- Task description
Present these lines as a numbered list, omitting any blank lines.

(Rows from a pointing dataset)

· · · · · · ·

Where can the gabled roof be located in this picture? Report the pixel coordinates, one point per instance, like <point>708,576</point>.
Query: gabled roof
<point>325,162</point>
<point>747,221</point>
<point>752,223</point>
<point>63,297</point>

· · · · · · ·

- Written solution
1. Where can the gabled roof be located in this picture? Report the pixel coordinates, one point per instance, like <point>708,576</point>.
2. Query: gabled roof
3. <point>325,162</point>
4. <point>747,221</point>
5. <point>752,223</point>
6. <point>63,297</point>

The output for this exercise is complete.